═════ Working data ═════
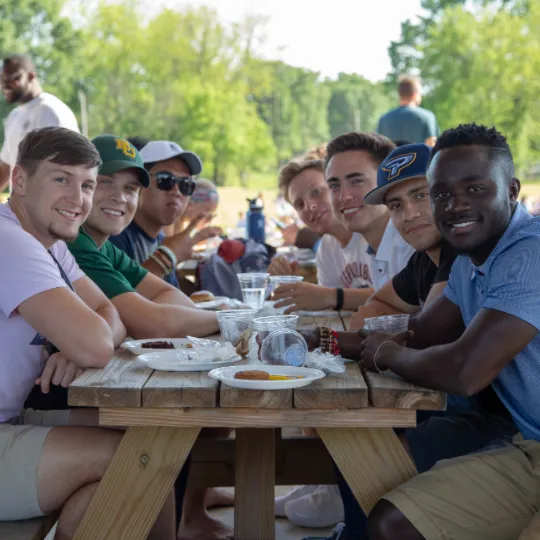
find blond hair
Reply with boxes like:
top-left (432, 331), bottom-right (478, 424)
top-left (279, 159), bottom-right (324, 203)
top-left (326, 131), bottom-right (396, 166)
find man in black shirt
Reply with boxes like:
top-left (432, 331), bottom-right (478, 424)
top-left (304, 144), bottom-right (517, 540)
top-left (351, 144), bottom-right (456, 329)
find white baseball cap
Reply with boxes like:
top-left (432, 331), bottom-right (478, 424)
top-left (139, 141), bottom-right (202, 175)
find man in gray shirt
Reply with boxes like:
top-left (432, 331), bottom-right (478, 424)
top-left (377, 77), bottom-right (439, 146)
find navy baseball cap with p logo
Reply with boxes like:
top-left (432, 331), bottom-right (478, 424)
top-left (364, 144), bottom-right (431, 204)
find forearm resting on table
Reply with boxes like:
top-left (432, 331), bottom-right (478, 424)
top-left (96, 305), bottom-right (126, 348)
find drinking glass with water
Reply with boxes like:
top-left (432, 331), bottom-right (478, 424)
top-left (237, 272), bottom-right (270, 309)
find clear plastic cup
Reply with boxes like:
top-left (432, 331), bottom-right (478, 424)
top-left (253, 315), bottom-right (298, 343)
top-left (270, 276), bottom-right (304, 288)
top-left (237, 272), bottom-right (270, 310)
top-left (260, 328), bottom-right (308, 367)
top-left (364, 315), bottom-right (409, 334)
top-left (216, 309), bottom-right (257, 346)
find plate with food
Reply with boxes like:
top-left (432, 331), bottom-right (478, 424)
top-left (138, 343), bottom-right (242, 371)
top-left (208, 364), bottom-right (325, 390)
top-left (121, 338), bottom-right (219, 355)
top-left (190, 291), bottom-right (229, 310)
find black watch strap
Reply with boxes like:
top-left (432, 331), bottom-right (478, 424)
top-left (334, 289), bottom-right (345, 311)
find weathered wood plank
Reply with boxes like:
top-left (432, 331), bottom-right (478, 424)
top-left (74, 426), bottom-right (200, 540)
top-left (68, 349), bottom-right (152, 407)
top-left (99, 407), bottom-right (416, 428)
top-left (234, 429), bottom-right (276, 540)
top-left (365, 371), bottom-right (446, 411)
top-left (294, 363), bottom-right (368, 409)
top-left (142, 371), bottom-right (219, 407)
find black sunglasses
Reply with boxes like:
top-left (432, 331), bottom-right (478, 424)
═════
• [Do this]:
Could you repeat every item above word for word, leaving out the pictures?

• [Result]:
find blond hair
Reply with boxes like:
top-left (432, 331), bottom-right (478, 424)
top-left (279, 159), bottom-right (324, 203)
top-left (326, 131), bottom-right (396, 166)
find man in black shirt
Reply with boxes like:
top-left (432, 331), bottom-right (478, 424)
top-left (304, 144), bottom-right (517, 540)
top-left (351, 144), bottom-right (456, 329)
find white baseball cap
Reply with boxes like:
top-left (432, 331), bottom-right (478, 424)
top-left (139, 141), bottom-right (202, 175)
find man in gray shirt
Reply with boxes like:
top-left (432, 331), bottom-right (478, 424)
top-left (377, 77), bottom-right (439, 146)
find navy baseball cap with p logo
Reply with boxes like:
top-left (432, 331), bottom-right (478, 424)
top-left (364, 144), bottom-right (431, 204)
find forearm resting on table
Reply with boxes like:
top-left (432, 331), bottom-right (478, 424)
top-left (96, 305), bottom-right (126, 348)
find drinking glass with water
Reply with boxes like:
top-left (432, 331), bottom-right (478, 424)
top-left (237, 272), bottom-right (270, 309)
find clear plastic cup
Reply with boxes like:
top-left (432, 331), bottom-right (478, 424)
top-left (253, 315), bottom-right (298, 343)
top-left (270, 276), bottom-right (304, 288)
top-left (237, 272), bottom-right (270, 310)
top-left (260, 328), bottom-right (308, 367)
top-left (364, 315), bottom-right (409, 334)
top-left (216, 309), bottom-right (257, 346)
find plate with food
Reply with boxes like:
top-left (432, 331), bottom-right (478, 424)
top-left (138, 343), bottom-right (242, 371)
top-left (208, 364), bottom-right (325, 390)
top-left (121, 338), bottom-right (219, 355)
top-left (190, 291), bottom-right (229, 310)
find black watch strap
Reply with boxes like:
top-left (432, 331), bottom-right (478, 424)
top-left (334, 289), bottom-right (345, 311)
find weathered wood plank
Reply with boxes like:
top-left (432, 331), bottom-right (478, 424)
top-left (74, 426), bottom-right (200, 540)
top-left (68, 349), bottom-right (152, 407)
top-left (99, 407), bottom-right (416, 428)
top-left (234, 429), bottom-right (276, 540)
top-left (365, 371), bottom-right (446, 411)
top-left (294, 363), bottom-right (368, 409)
top-left (142, 371), bottom-right (219, 407)
find black sunglasses
Reply with boxes like:
top-left (432, 331), bottom-right (478, 424)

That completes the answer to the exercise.